▸ Quoted text
***

We have talked a bit about how tough it is to be a parent these days. The unspoken messages/programming that we get from our own parents and society.
BUT what is it like to be a child? Especially now?
To even the playing field a bit here…at least as far back as I can remember…we will accept as ‘normal’ certain demands…
- Bed times.
- Eat what is on your plate.
- Take a bath, brush your teeth. Do something with your hair.
- It is for certain that school itself has not changed much in the past four plus decades since I went…maybe even worse.
- Heck, a child often does not even have a choice on what she will wear.
It has always been like that.
In some ways, kids today do have it easier…
- Access to information…the internet never closes the way the library did.
- Say in what they watch on television…I never got a choice and I certainly did not have my own TV.
- Communication devices…I was older before I was even allowed to answer the phone on the wall, let alone have one in my pocket.
But in other ways things are harder for our children…and here we are just talking NTs (Neurotypicals…’normal’).
While they may have all those THINGS, the trade off is that parents and adults in general have less time for them. Now it is almost impossible to have one parent in the home. Sometimes just to make ends meet both have to work. If there is even a BOTH. Many times single parents are the norm.
But whether it be two jobs or single parenthood…or both (many single parents have to still work two jobs to pay the bills), it means that parents are tired to begin with. So things that were once normal interactions are gone. Things like…
- Family dinners…has been replaced with take-away/drive thru. Even then there is no plates…no kitchen table…no dinner conversation.
- Helping with homework…demanding it be done is not the same as sitting down and actually working on it with your child. Maybe the schools should send homework for parents instead of kids?
- That television/computer/tablet/phone in their bedrooms that we worked so many extra hours to afford means they never have the experience of sitting down with a bowl of popcorn and the whole family to watch TV…let alone having to get up and change the channels because they are young so it is easier.
- And all those extracurricular activities…Scouts, Little League, even church. No time for those anymore.
- Even things like family walks and vacations/holidays are gone. And when we do take them, they are often more stressful. Because suddenly we are forced full-time into close proximity to our children…whom we do not really know.
We (adults) work long and hard. But we have come to expect everything else to be INSTANT. Our food. Our entertainment. Even our relationships. We have forgotten that those take time and work too. Even with our children.

***

▸ Excerpted records
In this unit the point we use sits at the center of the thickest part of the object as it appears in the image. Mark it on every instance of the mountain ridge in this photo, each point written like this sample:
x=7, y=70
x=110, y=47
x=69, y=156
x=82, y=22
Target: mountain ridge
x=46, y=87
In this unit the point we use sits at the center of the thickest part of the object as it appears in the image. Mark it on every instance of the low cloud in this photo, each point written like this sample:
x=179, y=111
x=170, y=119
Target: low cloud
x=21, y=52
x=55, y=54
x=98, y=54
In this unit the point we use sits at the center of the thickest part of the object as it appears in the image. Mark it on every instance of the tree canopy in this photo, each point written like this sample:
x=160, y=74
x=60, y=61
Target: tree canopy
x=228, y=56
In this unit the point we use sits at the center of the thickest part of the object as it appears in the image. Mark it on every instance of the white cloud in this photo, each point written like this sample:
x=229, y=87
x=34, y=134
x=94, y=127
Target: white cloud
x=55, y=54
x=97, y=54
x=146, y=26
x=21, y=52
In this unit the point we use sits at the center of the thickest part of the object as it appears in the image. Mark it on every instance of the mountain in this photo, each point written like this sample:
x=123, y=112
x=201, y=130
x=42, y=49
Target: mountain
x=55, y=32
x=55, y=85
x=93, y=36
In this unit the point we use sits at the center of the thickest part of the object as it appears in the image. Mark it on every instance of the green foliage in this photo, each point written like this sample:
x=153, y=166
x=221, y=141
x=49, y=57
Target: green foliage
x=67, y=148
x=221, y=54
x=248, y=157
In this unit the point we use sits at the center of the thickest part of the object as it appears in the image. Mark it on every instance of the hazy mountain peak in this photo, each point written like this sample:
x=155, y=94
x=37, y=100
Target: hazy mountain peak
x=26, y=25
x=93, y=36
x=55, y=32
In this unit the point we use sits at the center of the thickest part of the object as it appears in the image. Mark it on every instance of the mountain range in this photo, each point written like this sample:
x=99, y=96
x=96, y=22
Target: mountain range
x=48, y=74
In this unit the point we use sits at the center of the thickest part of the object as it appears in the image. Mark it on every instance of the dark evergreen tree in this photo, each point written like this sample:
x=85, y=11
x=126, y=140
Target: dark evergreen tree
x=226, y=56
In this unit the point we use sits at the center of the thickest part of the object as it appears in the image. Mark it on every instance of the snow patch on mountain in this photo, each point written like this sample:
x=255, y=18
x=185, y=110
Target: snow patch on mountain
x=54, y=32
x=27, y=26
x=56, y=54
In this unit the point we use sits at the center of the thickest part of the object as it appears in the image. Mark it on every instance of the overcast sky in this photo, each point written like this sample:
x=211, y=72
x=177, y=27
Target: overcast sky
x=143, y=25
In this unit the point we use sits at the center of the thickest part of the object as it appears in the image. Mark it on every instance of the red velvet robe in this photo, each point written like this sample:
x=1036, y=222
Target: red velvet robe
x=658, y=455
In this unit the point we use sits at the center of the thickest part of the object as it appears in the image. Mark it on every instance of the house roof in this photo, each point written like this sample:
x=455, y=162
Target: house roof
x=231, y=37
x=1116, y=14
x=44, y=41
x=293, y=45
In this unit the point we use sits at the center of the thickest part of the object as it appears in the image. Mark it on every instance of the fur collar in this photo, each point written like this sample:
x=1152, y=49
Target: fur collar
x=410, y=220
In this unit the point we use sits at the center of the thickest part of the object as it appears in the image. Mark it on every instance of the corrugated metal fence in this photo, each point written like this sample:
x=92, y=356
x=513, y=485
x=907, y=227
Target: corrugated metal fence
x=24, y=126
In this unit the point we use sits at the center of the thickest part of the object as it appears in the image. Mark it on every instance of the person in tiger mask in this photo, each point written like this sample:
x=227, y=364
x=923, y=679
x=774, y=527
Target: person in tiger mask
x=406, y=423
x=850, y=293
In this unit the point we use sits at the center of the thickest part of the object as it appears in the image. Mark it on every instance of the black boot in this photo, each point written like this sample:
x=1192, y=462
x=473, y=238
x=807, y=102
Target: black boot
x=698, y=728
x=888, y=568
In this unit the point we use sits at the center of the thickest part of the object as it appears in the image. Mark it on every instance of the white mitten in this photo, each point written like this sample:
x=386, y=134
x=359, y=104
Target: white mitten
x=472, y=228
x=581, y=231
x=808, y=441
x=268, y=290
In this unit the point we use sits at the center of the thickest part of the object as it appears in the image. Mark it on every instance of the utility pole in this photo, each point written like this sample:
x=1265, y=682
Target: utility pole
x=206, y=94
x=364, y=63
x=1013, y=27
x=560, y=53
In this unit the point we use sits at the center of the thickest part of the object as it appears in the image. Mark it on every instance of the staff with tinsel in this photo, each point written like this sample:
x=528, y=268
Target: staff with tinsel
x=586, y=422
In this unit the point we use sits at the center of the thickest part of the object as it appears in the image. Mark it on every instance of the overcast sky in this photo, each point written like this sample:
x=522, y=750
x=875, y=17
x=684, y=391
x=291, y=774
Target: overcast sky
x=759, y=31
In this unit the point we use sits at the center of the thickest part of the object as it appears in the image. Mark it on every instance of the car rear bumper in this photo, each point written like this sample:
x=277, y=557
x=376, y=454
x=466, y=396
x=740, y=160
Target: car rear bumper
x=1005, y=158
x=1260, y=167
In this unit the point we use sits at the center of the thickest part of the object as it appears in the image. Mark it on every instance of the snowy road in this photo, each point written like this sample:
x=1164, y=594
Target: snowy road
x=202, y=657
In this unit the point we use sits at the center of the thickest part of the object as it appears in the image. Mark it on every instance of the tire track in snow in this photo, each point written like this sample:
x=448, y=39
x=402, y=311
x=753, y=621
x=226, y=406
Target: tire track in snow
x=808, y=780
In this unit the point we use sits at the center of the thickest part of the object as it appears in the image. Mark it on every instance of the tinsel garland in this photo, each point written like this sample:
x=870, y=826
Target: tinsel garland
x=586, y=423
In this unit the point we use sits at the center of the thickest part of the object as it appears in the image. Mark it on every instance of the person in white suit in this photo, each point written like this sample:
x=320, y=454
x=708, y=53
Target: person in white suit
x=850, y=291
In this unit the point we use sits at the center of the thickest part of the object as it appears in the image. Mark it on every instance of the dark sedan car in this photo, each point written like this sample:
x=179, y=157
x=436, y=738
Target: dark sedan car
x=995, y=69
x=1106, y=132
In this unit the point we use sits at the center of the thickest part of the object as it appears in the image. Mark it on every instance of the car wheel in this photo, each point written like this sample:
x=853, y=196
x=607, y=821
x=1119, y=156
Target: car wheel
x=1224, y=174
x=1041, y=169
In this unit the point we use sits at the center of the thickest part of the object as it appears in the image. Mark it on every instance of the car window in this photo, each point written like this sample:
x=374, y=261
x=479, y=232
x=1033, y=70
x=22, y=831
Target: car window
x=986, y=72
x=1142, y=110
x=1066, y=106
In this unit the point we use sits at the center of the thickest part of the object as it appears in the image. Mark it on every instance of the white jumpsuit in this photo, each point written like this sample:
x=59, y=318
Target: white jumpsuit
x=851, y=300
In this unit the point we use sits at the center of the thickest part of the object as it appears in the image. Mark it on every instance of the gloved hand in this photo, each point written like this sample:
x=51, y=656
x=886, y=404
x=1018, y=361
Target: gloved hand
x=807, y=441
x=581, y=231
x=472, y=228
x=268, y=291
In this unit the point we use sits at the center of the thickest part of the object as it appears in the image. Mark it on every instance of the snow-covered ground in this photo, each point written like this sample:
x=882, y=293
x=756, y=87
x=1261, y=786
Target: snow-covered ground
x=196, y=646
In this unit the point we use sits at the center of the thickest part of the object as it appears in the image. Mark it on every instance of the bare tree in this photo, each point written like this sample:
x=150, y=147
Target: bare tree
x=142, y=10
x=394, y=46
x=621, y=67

***

▸ To do
1. List the once-normal family interactions that the essay on childhood today says are now gone.
2. According to the essay on childhood today, why are family walks and vacations often more stressful when they do happen?
The lines have no connection to the essay on childhood today.

▸ Answers provided
1.
- Family dinners
- Helping with homework
- Sitting down with a bowl of popcorn and the whole family to watch TV
- Extracurricular activities such as Scouts, Little League, and church
- Family walks and vacations/holidays

2. They are more stressful because parents are suddenly forced full-time into close proximity with their children, whom they do not really know.